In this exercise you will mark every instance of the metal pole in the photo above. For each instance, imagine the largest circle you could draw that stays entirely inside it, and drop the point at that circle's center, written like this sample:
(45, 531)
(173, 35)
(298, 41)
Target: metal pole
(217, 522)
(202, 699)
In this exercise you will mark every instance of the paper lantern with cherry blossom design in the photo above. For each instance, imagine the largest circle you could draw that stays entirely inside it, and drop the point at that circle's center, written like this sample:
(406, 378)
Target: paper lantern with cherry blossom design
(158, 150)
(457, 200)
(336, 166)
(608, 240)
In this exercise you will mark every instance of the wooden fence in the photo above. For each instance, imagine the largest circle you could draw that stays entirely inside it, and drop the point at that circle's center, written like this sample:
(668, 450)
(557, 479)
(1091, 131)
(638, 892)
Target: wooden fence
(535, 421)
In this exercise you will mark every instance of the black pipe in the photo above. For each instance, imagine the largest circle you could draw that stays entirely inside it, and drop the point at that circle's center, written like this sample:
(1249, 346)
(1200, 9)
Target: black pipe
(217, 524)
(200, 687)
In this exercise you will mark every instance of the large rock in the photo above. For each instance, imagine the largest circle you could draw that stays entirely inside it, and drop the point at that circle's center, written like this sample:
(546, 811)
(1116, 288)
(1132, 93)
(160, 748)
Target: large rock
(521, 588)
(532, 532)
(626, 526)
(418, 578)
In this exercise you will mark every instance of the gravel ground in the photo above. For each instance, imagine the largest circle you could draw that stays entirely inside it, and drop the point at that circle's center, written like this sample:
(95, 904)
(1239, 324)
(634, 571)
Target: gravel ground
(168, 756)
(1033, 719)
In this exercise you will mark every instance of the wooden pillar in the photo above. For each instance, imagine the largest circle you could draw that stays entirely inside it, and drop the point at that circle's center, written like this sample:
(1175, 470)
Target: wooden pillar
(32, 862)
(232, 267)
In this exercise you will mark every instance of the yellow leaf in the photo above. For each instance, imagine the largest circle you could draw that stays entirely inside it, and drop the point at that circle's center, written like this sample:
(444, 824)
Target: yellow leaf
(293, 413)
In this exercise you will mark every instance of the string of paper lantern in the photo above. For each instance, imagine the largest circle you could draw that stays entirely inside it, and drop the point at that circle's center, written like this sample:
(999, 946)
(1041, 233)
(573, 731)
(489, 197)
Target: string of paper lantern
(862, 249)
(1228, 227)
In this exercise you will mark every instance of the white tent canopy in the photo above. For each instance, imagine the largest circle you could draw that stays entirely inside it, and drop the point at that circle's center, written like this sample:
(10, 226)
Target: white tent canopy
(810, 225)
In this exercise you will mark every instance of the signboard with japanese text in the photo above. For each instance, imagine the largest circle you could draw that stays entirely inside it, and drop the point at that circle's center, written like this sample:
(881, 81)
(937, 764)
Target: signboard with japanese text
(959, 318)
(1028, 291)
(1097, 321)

********************

Try it: The answer must be the full listing, copied exactly.

Task result:
In this exercise you will mark every instance of the metal pole in the photo above. For each instance, imagine the largest circle you could draw that stays entirely inside it, and drop the point at that circle's center, written like this sample:
(45, 531)
(173, 35)
(298, 41)
Target: metal pole
(217, 522)
(202, 699)
In this exercise you will mark every instance of the paper lantern with cherry blossom design in the photo above. For each instance, imagine the largest circle you could draw that stays entirely inside it, and drop the point at that circle's center, written like this sample:
(406, 378)
Target: paper lantern with cherry blossom design
(158, 150)
(457, 200)
(336, 166)
(608, 240)
In this exercise you will mark every instance of the wooden fence in the photo above. For each instance, imagine the largest circle you could draw that stays entirely inside it, and drop the point at that circle's center, written like this sample:
(668, 450)
(557, 479)
(1091, 131)
(638, 892)
Target: wooden fence
(535, 421)
In this exercise you will mark every instance of the black pipe in the photo above. For each instance, imagine the largest circle you could draw that stays entirely inside it, and drop the point at that circle's center, written like this sample:
(1249, 346)
(1200, 9)
Target: black pipe
(217, 524)
(200, 687)
In this exercise you will mark every instance of the large rock in the photo above. For each instance, imagine the largest circle you could draw that stays entirely inside it, and drop the point at that circle's center, written like this sample:
(546, 811)
(1116, 288)
(1132, 93)
(160, 748)
Target: large rock
(521, 588)
(532, 532)
(626, 526)
(418, 578)
In this exercise you will mark every instance of the gravel ground in the photo above. For each instance, imagine the largest circle you could draw that stays entirely inside it, and drop the point at that circle's center, written like this sample:
(95, 904)
(1239, 324)
(634, 571)
Target: gravel ground
(168, 756)
(1033, 719)
In this exercise you will mark every instance of the wooden pillar in the photo above. For each instance, imagine the largest circle you could draw that stays entirely inside it, and drop the point at that circle's center, written like this sample:
(1175, 470)
Target: wooden pillar
(32, 862)
(232, 267)
In this exercise you will mark every instance of the yellow leaf in the photo above. For each instance, imagine the largest circle you could draw that stays entirely inside it, and drop the point at that circle's center, written like this sample:
(444, 824)
Target: yellow leaf
(293, 413)
In this exercise you will mark every instance of the string of paper lantern in the photo above. For each instance, imagine the largest circle you could draw that stays entirely inside it, and drop the point at that circle's center, written like this sample:
(999, 946)
(1041, 233)
(573, 731)
(489, 197)
Target: string of paper lantern
(862, 249)
(1228, 227)
In this exercise you will mark every instance of the white tent canopy in the photo above. For each instance, imagine the largest circle you could draw that stays entirely inside it, and drop the point at that circle's center, written like this sample:
(10, 226)
Target: white tent canopy
(810, 225)
In this exercise you will mark every instance of the signboard with japanese text in the photo above. For each instance, imagine the largest circle you could draw that stays entirely inside it, and drop the point at that circle's center, written like this sample:
(881, 81)
(937, 764)
Target: signboard with japanese text
(959, 318)
(1028, 291)
(1097, 321)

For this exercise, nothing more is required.